» Written request
Arrange the lines of all the items below as a single numbered list, leaving out any blank lines.

Data drawn from a collection
-------

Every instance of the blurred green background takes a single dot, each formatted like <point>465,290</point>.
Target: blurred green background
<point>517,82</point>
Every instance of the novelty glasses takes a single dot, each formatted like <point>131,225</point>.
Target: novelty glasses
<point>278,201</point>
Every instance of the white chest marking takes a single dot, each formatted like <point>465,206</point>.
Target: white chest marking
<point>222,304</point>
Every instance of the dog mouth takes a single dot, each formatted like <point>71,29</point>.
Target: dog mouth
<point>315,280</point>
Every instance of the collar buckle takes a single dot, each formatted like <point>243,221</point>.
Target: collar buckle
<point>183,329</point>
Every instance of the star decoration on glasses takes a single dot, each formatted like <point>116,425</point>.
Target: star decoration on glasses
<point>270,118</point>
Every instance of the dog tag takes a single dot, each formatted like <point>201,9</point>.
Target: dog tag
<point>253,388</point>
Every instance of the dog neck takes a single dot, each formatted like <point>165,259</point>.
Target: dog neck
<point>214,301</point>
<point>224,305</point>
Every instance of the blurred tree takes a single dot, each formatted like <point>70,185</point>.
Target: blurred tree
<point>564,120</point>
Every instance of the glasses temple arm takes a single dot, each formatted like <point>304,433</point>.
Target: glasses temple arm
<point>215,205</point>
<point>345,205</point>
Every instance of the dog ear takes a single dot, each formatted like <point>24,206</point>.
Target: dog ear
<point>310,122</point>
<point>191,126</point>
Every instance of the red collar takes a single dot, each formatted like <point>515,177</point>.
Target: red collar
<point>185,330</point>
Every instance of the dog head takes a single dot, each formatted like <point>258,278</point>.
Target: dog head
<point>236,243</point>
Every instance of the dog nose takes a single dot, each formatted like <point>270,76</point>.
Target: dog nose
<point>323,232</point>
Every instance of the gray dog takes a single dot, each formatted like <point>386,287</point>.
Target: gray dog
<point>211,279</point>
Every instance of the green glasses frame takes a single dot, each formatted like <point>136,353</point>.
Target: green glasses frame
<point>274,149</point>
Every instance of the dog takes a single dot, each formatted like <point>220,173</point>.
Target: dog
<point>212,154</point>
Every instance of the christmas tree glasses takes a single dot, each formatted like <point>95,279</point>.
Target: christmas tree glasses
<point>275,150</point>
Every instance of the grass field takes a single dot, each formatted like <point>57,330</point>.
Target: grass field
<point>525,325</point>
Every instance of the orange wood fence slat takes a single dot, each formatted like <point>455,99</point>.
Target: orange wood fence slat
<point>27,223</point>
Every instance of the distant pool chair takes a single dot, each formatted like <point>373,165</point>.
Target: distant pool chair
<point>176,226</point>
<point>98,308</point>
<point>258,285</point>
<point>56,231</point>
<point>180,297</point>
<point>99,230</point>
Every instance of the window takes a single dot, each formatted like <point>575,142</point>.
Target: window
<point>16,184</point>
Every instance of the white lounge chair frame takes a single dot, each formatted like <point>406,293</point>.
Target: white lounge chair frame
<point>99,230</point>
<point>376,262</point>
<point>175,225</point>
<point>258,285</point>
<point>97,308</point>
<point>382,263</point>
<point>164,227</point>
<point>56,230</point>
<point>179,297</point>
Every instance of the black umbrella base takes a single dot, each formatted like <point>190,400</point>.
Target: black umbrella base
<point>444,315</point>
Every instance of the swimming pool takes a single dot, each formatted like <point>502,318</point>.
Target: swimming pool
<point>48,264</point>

-------

» Task response
1. Every instance of the blurred green background takes a single dot, each formatted like <point>465,290</point>.
2. Target: blurred green background
3. <point>517,82</point>
4. Every instance of the novelty glasses takes a single dot, each formatted like <point>131,225</point>.
5. Target: novelty glasses
6. <point>278,201</point>
7. Every instance of the white chest marking takes a single dot, each formatted like <point>465,206</point>.
8. Target: white chest marking
9. <point>222,304</point>
10. Every instance of the dog mouth takes a single dot, each formatted like <point>71,29</point>.
11. Target: dog mouth
12. <point>315,280</point>
13. Every instance of the collar buckle takes a single dot, each formatted like <point>243,221</point>.
14. Target: collar buckle
15. <point>183,329</point>
16. Every instance of the star decoration on glasses takes a single dot, each formatted like <point>116,425</point>.
17. Target: star decoration on glasses
18. <point>270,118</point>
19. Every instance of the dog tag takes a single dot, each formatted like <point>201,9</point>.
20. Target: dog tag
21. <point>253,388</point>
22. Every instance of the dog neck takes a single dot, each formatted like <point>165,259</point>.
23. Target: dog neck
24. <point>214,301</point>
25. <point>224,305</point>
26. Every instance of the blurred tree takes a single dot, each formatted like <point>70,185</point>.
27. Target: blurred tree
28. <point>564,120</point>
29. Every instance of the glasses temple arm takes a single dot, each formatted like <point>304,433</point>.
30. Target: glasses temple arm
31. <point>215,205</point>
32. <point>345,205</point>
33. Every instance of the dog ear takes a single dot, each formatted like <point>24,206</point>.
34. Target: dog ear
35. <point>310,122</point>
36. <point>191,126</point>
37. Every instance of the red collar takes a single dot, each formatted like <point>515,177</point>.
38. Target: red collar
39. <point>185,330</point>
40. Every instance of the dog head takes a single dot, each formatted like <point>258,278</point>.
41. Target: dog head
42. <point>236,243</point>
43. Every instance of the dog nose takes a single dot, each formatted like <point>270,76</point>.
44. Target: dog nose
45. <point>323,232</point>
46. Every instance of the gray dog takes a single dot, each formatted like <point>386,287</point>.
47. Target: gray dog
48. <point>211,279</point>
49. Every instance of the green glasses frame takes a single dot, each formatted like <point>136,353</point>.
50. Target: green glasses frame
51. <point>274,149</point>
52. Every instance of the dog takes a single dot, each formatted like <point>220,173</point>.
53. Target: dog
54. <point>212,154</point>
55. Every instance of the christmas tree glasses takes a single dot, each formatted like <point>95,279</point>.
56. Target: christmas tree glasses
57. <point>275,150</point>
58. Every instance of the grass field takes a single dot, each formatted like <point>57,330</point>.
59. Target: grass field
60. <point>525,325</point>
61. Every instance of the orange wood fence slat takes a single dot, each formatted like <point>455,99</point>.
62. Target: orange wood fence slat
63. <point>27,223</point>
64. Every instance of the distant pool chair takes a single dot, each formatted like <point>373,165</point>.
65. Target: distant pool chair
66. <point>176,226</point>
67. <point>98,308</point>
68. <point>258,285</point>
69. <point>56,231</point>
70. <point>180,297</point>
71. <point>99,230</point>
72. Every instance of the window takes a single dot, each formatted like <point>575,142</point>.
73. Target: window
74. <point>16,184</point>
75. Every instance of the white lounge chair frame takes a single dot, each formatted like <point>406,293</point>.
76. Target: white lounge chair frame
77. <point>99,230</point>
78. <point>376,262</point>
79. <point>175,225</point>
80. <point>258,285</point>
81. <point>97,308</point>
82. <point>382,263</point>
83. <point>164,227</point>
84. <point>56,230</point>
85. <point>179,297</point>
86. Every instance of the black umbrella base takes a single dot, each formatted like <point>190,400</point>.
87. Target: black umbrella base
88. <point>444,315</point>
89. Every instance of the swimming pool takes a single dot, each formatted like <point>502,318</point>.
90. Target: swimming pool
91. <point>48,264</point>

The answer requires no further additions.